What you need to do: From the travel post about packing light, extract the passage starting at "Poland 5: The" and ending at "locally or overseas.", copying every word unchanged.

Extract:
Saturday, 31 May 2008

Poland 5: The Bearable Lightness of Packing

On the train from Gdańsk to Toruń yesterday, I shared my compartment with an English-speaking Polish guy who turned out to be Tomek, the head instructor at a Krav Maga self defence academy in Łódź. Krav Maga is, apparently, a hand-to-hand combat system from Israel.

All interesting, of course, but what Tomek really wanted to ask me about was how I packed so light. He'd noticed my backpack on the rack above my head, knew from our conversation that I was from Australia and was touring Poland, and his interest was piqued.

To clarify, the backpack isn't one of those huge ones that seem larger than the backpackers they're attached to. It's cabin luggage sized. And it's the only luggage I ever take with me when I travel, whether locally or overseas.

Tomek, who travels a fair bit for his business, said he wanted to travel more lightly, but the problem was in choosing what to leave behind when he finally got around to packing. To which, I laughed carelessly and shared my secret with him (and now you): the "rule of three".

Data listing:
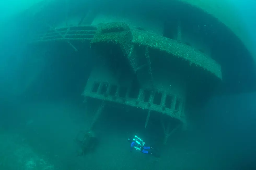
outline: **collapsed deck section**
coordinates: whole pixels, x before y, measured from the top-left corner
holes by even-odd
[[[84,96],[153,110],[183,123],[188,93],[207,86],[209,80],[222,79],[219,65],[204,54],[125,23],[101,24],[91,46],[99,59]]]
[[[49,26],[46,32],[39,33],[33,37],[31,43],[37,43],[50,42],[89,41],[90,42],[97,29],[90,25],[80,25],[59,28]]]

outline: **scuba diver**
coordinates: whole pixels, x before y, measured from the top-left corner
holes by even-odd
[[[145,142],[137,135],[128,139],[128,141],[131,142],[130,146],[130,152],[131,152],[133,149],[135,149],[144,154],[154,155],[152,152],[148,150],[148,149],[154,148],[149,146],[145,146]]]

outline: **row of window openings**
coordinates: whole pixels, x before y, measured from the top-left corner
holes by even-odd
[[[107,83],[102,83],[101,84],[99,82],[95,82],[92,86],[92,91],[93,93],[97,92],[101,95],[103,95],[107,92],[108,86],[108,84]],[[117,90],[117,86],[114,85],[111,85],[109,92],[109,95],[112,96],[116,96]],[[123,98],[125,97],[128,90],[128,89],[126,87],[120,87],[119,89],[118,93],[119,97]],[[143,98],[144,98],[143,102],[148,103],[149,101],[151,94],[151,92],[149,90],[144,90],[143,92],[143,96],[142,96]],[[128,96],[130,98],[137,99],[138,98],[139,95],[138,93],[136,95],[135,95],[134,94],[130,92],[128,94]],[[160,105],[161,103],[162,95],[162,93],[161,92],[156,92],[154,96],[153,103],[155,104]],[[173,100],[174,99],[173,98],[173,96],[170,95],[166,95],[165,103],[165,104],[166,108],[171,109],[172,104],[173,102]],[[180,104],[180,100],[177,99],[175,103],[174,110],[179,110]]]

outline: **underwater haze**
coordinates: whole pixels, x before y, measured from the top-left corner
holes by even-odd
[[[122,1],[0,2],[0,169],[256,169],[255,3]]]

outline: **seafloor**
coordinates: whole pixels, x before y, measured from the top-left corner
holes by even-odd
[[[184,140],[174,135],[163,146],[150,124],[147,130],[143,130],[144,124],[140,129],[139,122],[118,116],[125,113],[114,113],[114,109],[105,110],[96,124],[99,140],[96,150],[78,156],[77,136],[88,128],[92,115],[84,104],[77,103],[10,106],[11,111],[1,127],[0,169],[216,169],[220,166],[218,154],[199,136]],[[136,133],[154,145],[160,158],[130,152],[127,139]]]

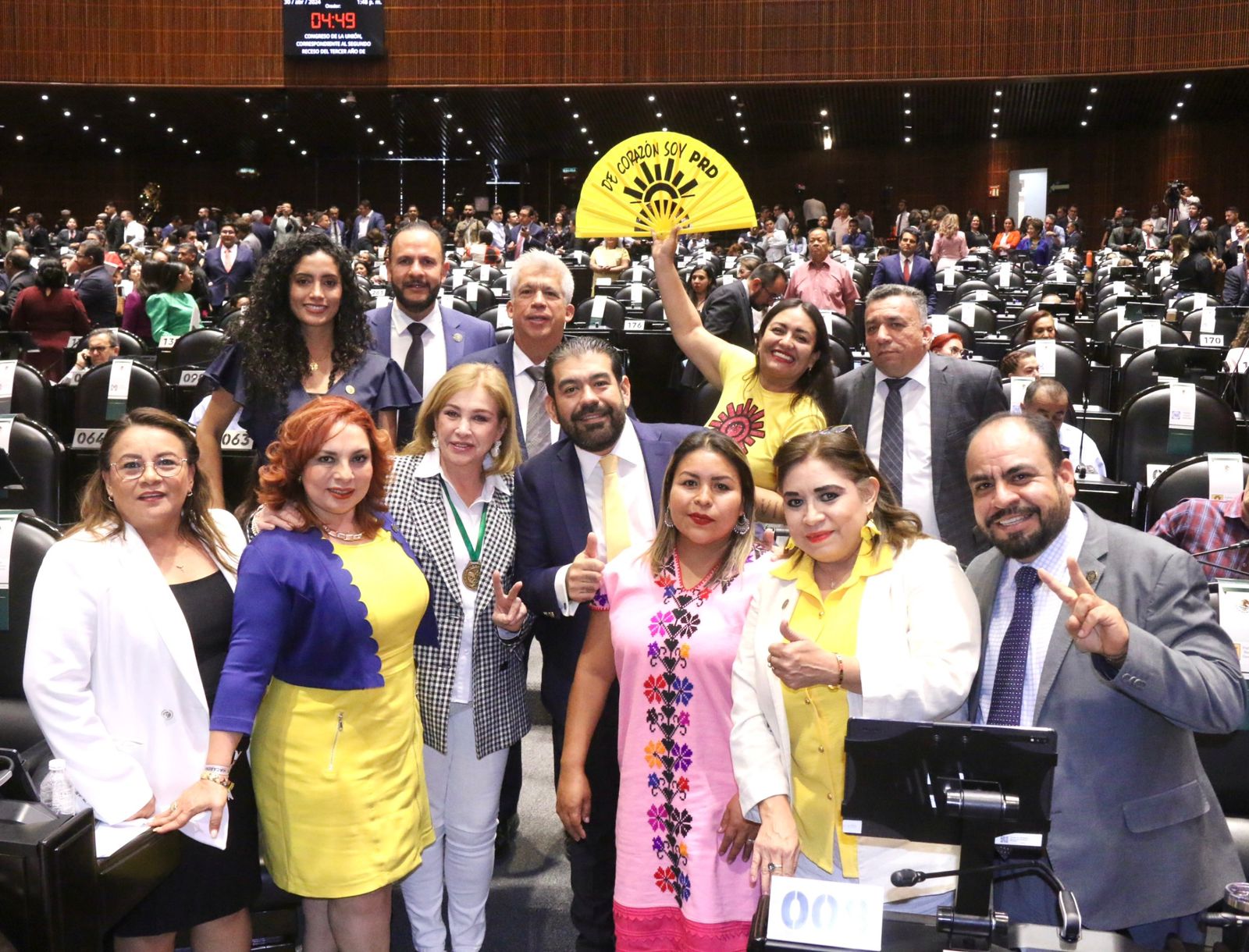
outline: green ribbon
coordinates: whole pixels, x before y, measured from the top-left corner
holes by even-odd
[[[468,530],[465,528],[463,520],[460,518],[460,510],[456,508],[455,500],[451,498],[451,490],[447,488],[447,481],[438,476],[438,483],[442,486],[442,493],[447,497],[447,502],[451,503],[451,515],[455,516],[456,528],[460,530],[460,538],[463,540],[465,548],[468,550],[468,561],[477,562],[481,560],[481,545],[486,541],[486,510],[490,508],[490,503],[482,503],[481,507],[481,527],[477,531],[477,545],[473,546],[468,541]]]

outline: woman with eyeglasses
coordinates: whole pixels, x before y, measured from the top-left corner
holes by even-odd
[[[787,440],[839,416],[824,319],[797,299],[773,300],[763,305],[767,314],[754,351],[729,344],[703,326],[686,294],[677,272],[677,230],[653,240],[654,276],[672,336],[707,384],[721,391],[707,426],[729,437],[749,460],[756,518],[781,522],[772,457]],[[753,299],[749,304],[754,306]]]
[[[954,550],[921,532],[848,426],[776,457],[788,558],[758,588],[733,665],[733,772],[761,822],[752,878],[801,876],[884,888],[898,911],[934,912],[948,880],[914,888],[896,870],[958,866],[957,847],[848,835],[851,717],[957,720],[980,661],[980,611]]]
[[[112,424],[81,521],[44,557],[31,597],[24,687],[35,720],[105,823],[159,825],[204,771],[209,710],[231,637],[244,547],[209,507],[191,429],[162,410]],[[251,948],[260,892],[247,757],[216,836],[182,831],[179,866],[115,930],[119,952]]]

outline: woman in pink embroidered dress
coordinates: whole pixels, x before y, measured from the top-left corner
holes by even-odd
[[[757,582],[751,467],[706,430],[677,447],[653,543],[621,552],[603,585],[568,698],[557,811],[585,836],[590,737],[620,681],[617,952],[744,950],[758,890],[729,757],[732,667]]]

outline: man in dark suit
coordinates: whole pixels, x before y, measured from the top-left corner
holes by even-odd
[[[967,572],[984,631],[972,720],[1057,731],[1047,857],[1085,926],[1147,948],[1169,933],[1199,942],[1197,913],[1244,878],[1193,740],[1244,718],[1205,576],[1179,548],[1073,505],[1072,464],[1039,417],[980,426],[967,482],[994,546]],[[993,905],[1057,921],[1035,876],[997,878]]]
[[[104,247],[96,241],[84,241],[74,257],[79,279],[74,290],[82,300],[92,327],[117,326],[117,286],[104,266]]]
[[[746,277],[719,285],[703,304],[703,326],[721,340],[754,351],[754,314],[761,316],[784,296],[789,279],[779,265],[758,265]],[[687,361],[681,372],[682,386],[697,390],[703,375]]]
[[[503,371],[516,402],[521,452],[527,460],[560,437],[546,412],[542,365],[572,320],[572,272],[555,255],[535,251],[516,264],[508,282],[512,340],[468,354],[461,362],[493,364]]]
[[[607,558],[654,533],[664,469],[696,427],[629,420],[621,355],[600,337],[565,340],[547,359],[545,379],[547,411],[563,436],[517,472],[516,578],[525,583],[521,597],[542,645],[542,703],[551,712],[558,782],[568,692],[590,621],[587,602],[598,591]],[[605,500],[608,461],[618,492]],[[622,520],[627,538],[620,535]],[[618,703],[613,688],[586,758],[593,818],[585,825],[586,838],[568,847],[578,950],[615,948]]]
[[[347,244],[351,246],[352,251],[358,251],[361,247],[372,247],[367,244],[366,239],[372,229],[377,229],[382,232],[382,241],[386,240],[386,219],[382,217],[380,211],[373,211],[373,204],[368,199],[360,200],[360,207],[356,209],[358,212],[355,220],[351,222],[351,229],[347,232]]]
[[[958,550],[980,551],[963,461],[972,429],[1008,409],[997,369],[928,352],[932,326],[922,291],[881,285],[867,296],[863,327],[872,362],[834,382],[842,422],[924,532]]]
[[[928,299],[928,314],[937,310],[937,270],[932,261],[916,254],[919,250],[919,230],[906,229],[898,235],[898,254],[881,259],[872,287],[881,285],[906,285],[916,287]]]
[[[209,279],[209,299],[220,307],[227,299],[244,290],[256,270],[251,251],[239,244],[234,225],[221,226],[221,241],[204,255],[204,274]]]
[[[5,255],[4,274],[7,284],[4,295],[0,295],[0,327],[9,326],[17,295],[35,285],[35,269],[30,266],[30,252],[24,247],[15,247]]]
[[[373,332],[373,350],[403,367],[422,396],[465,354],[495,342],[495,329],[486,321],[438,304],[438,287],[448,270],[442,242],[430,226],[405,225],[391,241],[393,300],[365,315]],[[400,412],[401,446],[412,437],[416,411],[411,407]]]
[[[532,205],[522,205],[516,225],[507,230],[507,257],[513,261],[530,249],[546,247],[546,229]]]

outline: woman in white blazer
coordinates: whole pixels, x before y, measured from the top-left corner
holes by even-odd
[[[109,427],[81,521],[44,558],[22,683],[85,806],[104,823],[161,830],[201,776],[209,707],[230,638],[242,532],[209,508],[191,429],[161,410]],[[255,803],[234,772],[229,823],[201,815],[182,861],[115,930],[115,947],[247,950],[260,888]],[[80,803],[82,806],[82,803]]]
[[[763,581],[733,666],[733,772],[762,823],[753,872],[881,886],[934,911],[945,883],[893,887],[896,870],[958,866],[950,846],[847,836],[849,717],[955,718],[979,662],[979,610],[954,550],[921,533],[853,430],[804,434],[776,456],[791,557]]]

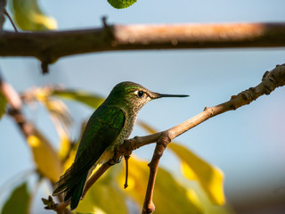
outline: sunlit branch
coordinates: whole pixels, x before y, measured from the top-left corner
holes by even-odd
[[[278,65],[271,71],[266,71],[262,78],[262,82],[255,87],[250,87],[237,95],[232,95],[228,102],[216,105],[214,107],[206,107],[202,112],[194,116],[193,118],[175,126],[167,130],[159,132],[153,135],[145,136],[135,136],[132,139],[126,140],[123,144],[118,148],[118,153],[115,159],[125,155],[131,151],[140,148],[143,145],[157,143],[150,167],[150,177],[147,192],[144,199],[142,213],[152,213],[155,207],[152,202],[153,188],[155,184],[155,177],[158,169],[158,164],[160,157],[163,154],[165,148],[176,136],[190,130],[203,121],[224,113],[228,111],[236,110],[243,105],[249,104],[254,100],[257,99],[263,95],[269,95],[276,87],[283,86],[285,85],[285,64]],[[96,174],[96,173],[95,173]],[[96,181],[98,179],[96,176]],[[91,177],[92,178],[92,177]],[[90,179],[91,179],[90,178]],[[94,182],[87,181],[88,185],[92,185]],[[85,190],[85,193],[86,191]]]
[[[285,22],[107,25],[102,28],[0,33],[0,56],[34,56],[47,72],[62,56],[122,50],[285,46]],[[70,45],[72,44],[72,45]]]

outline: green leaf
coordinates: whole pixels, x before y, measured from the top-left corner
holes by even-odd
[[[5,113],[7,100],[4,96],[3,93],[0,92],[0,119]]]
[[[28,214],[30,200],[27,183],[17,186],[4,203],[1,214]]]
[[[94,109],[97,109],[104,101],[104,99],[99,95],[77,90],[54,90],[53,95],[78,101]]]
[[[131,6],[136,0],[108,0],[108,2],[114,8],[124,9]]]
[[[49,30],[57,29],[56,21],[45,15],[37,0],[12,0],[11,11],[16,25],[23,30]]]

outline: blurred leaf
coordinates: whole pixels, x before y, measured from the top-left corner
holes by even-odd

Solution:
Poland 5: The Bearable Lightness of Packing

On the train from Gdańsk to Toruń yesterday, I shared my compartment with an English-speaking Polish guy who turned out to be Tomek, the head instructor at a Krav Maga self defence academy in Łódź. Krav Maga is, apparently, a hand-to-hand combat system from Israel.

All interesting, of course, but what Tomek really wanted to ask me about was how I packed so light. He'd noticed my backpack on the rack above my head, knew from our conversation that I was from Australia and was touring Poland, and his interest was piqued.

To clarify, the backpack isn't one of those huge ones that seem larger than the backpackers they're attached to. It's cabin luggage sized. And it's the only luggage I ever take with me when I travel, whether locally or overseas.